— EXERCISE PROMPT —
Give as a JSON list of strings, one per line and with blank lines omitted, the lines of the material below starting at the line that contains "of the wooden" and ending at the line that contains "Target: wooden stake".

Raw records
▬▬▬
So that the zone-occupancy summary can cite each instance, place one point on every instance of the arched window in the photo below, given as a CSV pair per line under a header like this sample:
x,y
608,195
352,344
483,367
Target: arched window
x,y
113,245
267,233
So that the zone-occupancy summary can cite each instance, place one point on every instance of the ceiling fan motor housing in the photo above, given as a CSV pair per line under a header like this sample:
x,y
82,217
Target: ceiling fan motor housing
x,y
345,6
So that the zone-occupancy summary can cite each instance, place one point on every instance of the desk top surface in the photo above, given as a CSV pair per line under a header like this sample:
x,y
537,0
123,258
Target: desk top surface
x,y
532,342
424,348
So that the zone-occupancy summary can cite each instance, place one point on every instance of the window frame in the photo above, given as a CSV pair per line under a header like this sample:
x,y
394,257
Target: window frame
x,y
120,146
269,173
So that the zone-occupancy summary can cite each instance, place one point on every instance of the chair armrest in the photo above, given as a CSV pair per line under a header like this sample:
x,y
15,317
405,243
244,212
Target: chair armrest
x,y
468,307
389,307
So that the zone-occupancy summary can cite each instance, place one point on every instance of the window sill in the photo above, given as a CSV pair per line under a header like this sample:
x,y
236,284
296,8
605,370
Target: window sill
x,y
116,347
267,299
▬▬▬
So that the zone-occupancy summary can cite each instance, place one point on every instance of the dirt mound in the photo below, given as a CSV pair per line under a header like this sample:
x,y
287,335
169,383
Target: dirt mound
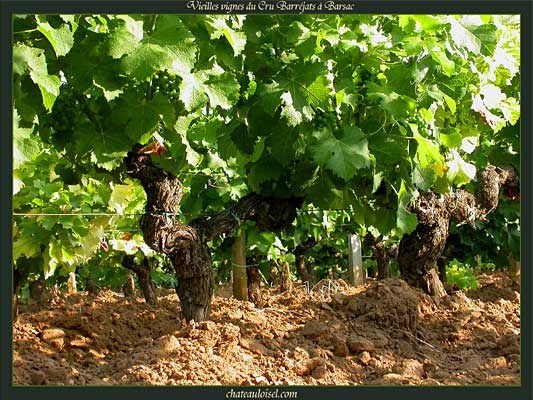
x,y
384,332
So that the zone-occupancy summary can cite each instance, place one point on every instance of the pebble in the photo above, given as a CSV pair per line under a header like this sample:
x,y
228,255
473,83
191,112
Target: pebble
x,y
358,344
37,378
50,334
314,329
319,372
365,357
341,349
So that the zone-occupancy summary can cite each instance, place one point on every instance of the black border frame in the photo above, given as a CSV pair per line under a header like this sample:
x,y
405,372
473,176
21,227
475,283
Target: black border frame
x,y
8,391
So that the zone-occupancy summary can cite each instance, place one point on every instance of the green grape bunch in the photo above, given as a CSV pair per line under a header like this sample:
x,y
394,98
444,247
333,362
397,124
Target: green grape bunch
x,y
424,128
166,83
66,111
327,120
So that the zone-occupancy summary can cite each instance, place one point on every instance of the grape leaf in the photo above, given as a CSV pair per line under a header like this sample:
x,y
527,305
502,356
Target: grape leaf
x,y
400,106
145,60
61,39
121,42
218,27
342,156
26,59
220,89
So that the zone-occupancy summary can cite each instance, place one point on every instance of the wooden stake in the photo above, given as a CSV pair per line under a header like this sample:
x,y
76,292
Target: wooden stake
▬▬▬
— COMPLETED TASK —
[
  "So that the zone-occupancy summary can cite each instance, place one point on every instance of the wooden stake in the photo above, given as a CSV pair per line under a header like this sample:",
  "x,y",
  "76,292",
  "Target: wooden stake"
]